Exercise directions — Look for "Target: ornate street lamp" in the records below, then copy that line and every line after it, exactly and with nothing added.
=== Data supplied ===
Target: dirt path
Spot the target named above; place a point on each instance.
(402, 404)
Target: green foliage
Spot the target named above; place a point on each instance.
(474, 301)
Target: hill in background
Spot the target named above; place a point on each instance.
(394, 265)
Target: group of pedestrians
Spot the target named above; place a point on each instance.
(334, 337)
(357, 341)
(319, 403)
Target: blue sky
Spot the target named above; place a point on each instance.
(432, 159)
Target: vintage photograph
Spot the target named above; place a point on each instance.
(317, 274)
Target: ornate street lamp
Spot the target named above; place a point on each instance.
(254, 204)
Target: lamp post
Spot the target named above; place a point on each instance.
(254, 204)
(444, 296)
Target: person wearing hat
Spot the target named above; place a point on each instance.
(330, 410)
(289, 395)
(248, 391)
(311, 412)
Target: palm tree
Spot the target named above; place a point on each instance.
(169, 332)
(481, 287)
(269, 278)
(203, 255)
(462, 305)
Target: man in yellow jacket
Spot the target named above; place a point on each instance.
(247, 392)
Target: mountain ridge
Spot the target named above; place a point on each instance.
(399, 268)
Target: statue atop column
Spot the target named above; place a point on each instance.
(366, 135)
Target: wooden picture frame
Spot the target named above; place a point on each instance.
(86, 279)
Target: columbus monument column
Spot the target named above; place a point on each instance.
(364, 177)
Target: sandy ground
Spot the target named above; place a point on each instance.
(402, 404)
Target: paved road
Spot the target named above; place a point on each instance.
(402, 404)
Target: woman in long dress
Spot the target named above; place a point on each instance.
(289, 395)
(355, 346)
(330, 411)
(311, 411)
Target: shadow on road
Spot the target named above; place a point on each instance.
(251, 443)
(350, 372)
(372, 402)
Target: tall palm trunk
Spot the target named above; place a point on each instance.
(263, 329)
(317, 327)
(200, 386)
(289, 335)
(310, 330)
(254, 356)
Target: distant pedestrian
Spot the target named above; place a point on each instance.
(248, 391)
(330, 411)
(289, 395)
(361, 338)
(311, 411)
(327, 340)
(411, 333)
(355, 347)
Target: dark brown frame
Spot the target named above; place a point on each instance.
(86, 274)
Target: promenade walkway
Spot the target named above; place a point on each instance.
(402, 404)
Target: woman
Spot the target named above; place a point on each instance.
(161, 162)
===
Solution to this exercise —
Target: ornate street lamp
Spot the target named above; place a point on each instance.
(254, 204)
Target: lamp post
Spot the target named above; place a point on each instance.
(254, 204)
(444, 296)
Target: person wearing hat
Spot the target named above; place a point on each instance.
(330, 410)
(289, 395)
(248, 391)
(311, 412)
Target: palm tree
Spot the target named above; place a point on each instance.
(169, 332)
(481, 287)
(269, 278)
(203, 255)
(462, 305)
Target: man in yellow jacket
Spot the target named above; place a point on each instance.
(247, 392)
Target: mountain ridge
Spot the target named above; place a point on each instance.
(399, 268)
Target: statue atop column
Spot the target named above; place a point on each instance.
(366, 135)
Target: wooden picture frame
Spot the target named above; place a point on each instance.
(86, 279)
Target: columbus monument column
Spot the target named above; place a point on each instance.
(364, 177)
Target: sandy ground
Spot the target named above; place a point on each instance.
(402, 404)
Target: paved road
Spot the target named above; place a point on each instance.
(402, 404)
Target: woman in long dress
Spot the target named above; place a point on each instance.
(289, 395)
(355, 346)
(330, 411)
(311, 411)
Target: shadow on road
Spot the target named above; place a point on each instance.
(251, 443)
(350, 372)
(372, 402)
Target: tall palm trunk
Spot the target named above; place a point on each instance.
(263, 329)
(317, 327)
(200, 386)
(289, 335)
(310, 330)
(254, 356)
Target: distant pedestrian
Spot the target named above; place a point on each instance.
(248, 391)
(330, 411)
(289, 395)
(361, 338)
(311, 411)
(327, 340)
(411, 333)
(355, 347)
Target: dark brown frame
Spot the target named above; place a point on each instance.
(86, 274)
Target: promenade walkway
Spot the target named above; place a point on each instance.
(402, 404)
Target: woman
Spot the target named above; place a point on each instance.
(161, 162)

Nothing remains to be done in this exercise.